:: Records provided ::
——

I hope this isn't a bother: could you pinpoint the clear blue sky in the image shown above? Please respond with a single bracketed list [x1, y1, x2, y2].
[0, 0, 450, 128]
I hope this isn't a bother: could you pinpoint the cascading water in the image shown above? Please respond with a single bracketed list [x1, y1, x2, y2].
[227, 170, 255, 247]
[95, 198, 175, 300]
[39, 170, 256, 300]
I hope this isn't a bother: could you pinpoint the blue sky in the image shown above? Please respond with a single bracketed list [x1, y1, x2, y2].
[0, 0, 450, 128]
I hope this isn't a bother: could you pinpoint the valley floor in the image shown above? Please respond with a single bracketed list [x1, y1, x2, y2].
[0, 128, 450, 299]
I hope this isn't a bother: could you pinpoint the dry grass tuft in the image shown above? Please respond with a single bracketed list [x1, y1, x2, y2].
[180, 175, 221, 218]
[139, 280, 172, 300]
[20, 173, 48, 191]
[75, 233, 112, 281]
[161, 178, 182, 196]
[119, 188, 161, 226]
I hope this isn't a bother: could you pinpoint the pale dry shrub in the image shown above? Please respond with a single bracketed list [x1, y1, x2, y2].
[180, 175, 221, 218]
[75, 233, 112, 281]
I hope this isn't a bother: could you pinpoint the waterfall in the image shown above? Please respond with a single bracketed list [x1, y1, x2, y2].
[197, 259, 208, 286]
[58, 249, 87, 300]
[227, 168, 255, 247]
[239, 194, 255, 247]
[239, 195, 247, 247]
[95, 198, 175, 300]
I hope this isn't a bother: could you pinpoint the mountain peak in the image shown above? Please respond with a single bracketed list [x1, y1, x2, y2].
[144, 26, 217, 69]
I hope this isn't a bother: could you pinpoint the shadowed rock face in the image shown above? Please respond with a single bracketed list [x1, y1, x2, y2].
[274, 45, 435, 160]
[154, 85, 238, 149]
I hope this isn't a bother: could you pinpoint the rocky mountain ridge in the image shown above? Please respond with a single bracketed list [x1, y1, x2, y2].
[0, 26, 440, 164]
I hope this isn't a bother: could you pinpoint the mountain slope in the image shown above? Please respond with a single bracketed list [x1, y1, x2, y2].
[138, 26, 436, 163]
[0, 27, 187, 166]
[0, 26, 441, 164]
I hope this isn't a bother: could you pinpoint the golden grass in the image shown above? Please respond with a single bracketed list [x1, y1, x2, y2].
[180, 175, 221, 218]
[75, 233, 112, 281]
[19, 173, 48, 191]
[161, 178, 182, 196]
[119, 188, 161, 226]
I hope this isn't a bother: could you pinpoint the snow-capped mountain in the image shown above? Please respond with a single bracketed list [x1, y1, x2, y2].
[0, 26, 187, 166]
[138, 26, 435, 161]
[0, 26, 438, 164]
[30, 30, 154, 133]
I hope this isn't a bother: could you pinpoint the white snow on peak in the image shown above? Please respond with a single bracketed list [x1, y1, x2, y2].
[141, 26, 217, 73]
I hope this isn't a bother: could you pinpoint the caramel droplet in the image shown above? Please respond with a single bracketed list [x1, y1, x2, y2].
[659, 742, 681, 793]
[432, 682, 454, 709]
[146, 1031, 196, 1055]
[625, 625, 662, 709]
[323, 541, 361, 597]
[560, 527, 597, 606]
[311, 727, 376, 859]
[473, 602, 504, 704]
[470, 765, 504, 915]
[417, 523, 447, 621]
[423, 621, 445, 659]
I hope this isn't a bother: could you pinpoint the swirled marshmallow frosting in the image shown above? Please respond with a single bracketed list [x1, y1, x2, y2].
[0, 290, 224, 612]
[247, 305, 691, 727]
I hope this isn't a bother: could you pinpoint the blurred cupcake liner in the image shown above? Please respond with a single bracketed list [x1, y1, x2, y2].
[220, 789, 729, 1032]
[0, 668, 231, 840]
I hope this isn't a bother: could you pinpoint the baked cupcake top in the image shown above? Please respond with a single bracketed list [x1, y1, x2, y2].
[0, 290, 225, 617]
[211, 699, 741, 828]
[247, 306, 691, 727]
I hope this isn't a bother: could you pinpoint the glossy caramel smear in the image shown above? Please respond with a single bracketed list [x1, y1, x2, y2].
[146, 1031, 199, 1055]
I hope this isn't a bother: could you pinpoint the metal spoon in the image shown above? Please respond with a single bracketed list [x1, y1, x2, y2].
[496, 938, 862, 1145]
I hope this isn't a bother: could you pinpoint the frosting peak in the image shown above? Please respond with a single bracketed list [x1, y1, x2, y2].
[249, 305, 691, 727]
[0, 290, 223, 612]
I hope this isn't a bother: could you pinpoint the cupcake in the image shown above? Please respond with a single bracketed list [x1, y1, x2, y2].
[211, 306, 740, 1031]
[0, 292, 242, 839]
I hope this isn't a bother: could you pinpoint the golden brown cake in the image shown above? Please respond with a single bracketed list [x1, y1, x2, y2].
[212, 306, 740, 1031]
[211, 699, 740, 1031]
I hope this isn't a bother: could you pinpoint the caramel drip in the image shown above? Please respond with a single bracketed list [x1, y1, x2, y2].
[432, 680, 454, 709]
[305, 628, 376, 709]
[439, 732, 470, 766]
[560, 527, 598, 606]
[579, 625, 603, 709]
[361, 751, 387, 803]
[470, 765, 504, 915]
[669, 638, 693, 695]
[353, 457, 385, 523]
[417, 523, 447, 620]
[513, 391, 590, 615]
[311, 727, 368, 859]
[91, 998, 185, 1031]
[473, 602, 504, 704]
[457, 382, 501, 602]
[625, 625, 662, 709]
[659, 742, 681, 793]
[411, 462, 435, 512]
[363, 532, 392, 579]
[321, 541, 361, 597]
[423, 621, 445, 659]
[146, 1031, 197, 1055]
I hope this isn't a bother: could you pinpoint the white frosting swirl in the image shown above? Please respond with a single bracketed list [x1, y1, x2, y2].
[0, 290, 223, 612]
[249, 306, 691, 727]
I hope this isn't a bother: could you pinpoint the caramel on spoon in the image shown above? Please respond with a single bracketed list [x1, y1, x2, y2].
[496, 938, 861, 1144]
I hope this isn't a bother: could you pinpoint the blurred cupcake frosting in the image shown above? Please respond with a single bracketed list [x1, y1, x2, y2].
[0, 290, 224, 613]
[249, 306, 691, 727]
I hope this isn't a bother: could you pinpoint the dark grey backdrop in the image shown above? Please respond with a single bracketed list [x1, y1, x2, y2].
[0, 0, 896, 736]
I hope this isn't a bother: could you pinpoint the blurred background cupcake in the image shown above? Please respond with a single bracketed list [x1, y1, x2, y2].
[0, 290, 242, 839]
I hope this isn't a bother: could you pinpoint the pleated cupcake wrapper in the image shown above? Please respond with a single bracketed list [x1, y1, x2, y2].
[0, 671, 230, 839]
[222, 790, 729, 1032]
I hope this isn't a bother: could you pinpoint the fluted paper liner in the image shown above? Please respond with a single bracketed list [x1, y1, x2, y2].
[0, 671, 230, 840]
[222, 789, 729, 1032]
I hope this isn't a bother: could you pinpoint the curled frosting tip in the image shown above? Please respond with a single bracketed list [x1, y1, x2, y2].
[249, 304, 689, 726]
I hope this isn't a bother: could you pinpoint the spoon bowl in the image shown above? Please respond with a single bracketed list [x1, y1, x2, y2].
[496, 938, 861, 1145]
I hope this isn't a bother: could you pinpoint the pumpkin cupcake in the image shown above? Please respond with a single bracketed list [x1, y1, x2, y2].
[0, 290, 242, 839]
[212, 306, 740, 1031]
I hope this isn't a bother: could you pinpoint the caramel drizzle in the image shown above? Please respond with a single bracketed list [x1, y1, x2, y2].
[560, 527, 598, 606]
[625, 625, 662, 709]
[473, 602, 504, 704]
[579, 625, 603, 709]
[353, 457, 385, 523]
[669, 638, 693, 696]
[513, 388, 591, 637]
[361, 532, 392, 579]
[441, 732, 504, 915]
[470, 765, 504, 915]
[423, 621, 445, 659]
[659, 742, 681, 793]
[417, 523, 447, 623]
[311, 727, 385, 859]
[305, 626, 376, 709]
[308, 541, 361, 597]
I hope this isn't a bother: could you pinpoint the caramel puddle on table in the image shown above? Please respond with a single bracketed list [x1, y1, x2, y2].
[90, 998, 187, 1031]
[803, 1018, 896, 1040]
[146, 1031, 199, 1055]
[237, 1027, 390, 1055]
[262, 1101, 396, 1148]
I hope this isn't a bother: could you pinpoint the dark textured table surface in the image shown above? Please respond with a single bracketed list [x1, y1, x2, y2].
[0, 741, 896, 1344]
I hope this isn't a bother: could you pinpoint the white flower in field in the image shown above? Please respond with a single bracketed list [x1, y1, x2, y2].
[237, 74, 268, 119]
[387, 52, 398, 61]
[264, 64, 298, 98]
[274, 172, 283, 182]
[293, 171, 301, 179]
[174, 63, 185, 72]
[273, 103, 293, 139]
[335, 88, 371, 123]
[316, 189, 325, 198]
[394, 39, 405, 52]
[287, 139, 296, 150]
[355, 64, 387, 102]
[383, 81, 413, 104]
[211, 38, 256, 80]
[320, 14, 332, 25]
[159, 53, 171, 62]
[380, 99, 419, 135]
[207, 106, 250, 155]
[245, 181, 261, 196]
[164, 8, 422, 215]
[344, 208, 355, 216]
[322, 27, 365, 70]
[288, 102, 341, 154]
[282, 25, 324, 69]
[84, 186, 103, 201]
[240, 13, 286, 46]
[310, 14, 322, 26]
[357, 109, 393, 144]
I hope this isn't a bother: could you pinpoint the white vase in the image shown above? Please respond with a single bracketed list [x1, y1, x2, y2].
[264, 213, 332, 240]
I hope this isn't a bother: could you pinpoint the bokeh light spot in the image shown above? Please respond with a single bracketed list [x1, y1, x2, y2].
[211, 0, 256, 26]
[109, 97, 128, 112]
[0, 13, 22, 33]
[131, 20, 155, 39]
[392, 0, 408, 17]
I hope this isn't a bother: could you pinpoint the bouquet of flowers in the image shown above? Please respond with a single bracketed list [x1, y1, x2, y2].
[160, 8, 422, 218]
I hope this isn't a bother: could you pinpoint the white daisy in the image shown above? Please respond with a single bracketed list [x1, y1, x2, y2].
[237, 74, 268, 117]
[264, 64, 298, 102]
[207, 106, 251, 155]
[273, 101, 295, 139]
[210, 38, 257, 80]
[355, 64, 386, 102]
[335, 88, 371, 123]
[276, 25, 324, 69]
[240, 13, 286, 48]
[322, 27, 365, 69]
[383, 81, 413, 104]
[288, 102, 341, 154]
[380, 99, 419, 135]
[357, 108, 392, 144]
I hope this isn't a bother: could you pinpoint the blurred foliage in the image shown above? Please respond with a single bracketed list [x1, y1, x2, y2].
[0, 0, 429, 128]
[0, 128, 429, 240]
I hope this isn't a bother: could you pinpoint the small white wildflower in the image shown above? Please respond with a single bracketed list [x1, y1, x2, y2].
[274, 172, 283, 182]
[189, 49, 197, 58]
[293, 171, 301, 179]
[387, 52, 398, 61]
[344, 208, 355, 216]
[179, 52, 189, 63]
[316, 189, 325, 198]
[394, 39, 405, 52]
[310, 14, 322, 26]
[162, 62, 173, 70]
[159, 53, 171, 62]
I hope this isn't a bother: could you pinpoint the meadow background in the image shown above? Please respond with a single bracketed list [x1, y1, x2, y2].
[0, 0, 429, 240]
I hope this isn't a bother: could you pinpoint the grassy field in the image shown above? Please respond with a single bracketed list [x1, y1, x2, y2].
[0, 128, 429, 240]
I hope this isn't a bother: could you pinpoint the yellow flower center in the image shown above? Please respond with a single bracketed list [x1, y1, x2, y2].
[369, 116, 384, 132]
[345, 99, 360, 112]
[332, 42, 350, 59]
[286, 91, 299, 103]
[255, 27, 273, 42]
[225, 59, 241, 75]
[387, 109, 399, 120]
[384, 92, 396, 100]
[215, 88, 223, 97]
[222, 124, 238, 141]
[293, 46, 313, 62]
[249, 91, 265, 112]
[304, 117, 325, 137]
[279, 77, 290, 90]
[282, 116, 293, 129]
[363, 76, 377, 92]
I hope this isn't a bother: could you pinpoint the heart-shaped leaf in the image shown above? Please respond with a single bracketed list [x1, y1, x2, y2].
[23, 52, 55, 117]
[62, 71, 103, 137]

——

:: What is required ::
Render everything in the entries above, from the line containing "the white frosting" down to the line containing "[496, 938, 861, 1144]", as a Markdown table with the columns Row and Entry line, including both of those lines and leaving out blank lines.

:: Reply to the exercise ::
| Row | Entry line |
|---|---|
| 1 | I hope this isn't a bother: could you pinpoint the white frosting swirl in the image shown above? Please respond with a single bracketed list [x1, y1, x2, y2]. |
| 2 | [0, 290, 223, 612] |
| 3 | [249, 306, 691, 727] |
| 4 | I hope this isn't a bother: could you pinpoint the caramel on spoon in the image shown above? Please respond with a single bracketed list [x1, y1, x2, y2]. |
| 5 | [496, 938, 861, 1144] |